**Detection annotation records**
◆ ◆ ◆ ◆

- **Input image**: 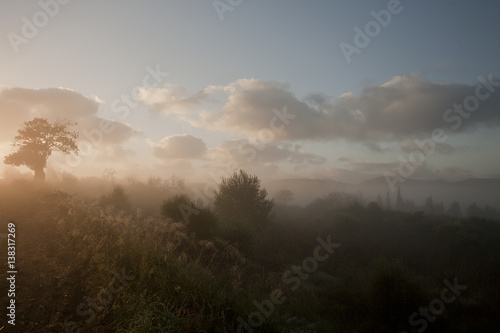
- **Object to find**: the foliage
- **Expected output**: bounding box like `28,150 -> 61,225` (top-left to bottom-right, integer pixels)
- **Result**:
100,185 -> 130,211
214,170 -> 274,227
4,118 -> 79,180
161,194 -> 218,238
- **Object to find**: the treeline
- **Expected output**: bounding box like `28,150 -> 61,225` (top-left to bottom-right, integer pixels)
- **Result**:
0,172 -> 500,333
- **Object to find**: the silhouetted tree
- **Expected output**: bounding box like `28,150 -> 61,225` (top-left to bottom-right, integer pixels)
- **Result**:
385,192 -> 392,210
446,201 -> 463,217
377,193 -> 384,208
161,194 -> 218,238
424,196 -> 434,215
4,118 -> 79,180
214,170 -> 274,227
100,185 -> 130,212
396,186 -> 405,211
275,190 -> 293,205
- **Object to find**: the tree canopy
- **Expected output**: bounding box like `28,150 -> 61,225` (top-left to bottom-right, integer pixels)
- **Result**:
4,118 -> 79,180
214,170 -> 274,226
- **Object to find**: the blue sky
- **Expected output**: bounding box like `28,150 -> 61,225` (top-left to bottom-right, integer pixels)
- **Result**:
0,0 -> 500,182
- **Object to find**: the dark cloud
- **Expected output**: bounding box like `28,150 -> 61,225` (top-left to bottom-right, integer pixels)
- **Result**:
139,74 -> 500,141
153,134 -> 207,159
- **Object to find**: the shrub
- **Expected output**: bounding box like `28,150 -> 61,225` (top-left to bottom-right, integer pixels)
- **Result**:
214,170 -> 274,227
161,194 -> 218,238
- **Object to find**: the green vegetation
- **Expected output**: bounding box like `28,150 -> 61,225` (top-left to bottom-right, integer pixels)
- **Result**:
0,173 -> 500,332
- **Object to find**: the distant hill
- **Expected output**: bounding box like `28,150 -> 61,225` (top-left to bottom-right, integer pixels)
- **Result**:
264,177 -> 500,208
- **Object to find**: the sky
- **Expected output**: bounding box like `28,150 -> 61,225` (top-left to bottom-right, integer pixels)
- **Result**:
0,0 -> 500,184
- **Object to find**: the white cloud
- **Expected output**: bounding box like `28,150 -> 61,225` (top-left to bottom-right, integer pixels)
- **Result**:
152,134 -> 207,160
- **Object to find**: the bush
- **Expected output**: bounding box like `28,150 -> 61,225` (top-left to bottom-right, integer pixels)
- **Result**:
161,194 -> 218,238
100,185 -> 130,212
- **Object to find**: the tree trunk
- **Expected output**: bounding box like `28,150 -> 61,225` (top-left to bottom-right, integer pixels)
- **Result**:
35,168 -> 45,181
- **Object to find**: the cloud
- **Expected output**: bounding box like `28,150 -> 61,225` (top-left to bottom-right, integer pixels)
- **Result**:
139,83 -> 207,114
399,140 -> 469,155
152,134 -> 207,160
139,74 -> 500,141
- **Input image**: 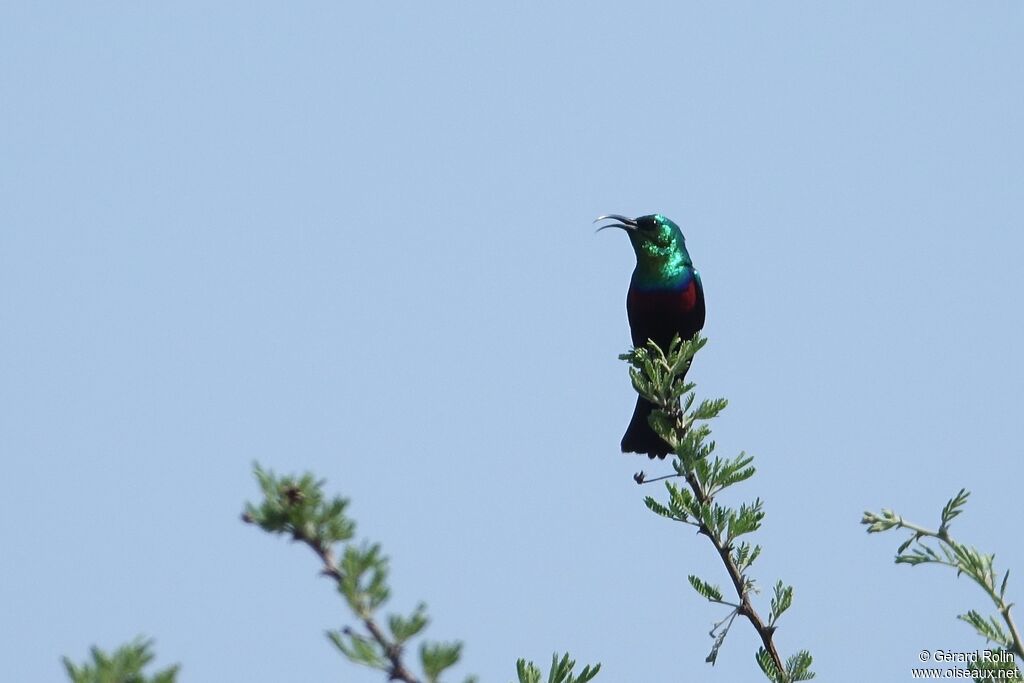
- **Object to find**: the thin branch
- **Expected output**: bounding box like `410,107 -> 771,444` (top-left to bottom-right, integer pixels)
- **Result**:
686,474 -> 786,676
286,529 -> 420,683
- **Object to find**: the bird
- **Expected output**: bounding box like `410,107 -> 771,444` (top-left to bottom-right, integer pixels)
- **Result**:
594,213 -> 706,460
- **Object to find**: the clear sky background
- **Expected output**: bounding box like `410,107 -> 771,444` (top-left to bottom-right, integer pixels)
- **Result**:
0,5 -> 1024,683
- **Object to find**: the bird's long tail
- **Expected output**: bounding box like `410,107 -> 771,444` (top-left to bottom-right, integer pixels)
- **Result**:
622,396 -> 672,459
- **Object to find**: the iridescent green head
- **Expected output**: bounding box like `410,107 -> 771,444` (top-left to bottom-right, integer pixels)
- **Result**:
597,213 -> 693,285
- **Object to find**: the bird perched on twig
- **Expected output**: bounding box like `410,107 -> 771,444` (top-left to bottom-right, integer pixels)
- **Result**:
595,213 -> 705,458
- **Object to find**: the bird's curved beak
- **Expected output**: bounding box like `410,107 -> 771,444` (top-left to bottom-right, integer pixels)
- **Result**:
594,213 -> 637,232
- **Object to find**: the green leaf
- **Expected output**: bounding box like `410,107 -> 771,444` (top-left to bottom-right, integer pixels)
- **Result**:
61,637 -> 180,683
420,642 -> 462,683
686,574 -> 722,602
388,602 -> 429,645
785,650 -> 814,681
327,630 -> 388,671
515,659 -> 541,683
942,488 -> 971,527
768,581 -> 793,626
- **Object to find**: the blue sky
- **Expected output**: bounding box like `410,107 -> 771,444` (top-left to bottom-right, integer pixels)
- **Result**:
0,1 -> 1024,683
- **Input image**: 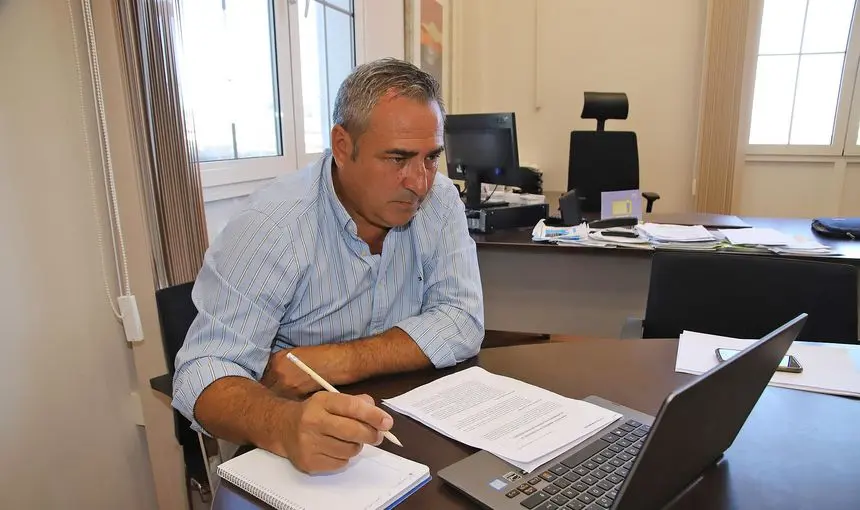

◆ ◆ ◆ ◆

**EXERCISE PROMPT**
Identify every line in the records above that contains the word "green", and copy each such line in full.

**PROBLEM SOLUTION**
- **Object to find**: the green vegetation
- **Object to find**: the iridescent green head
- **Object to find**: the green leaf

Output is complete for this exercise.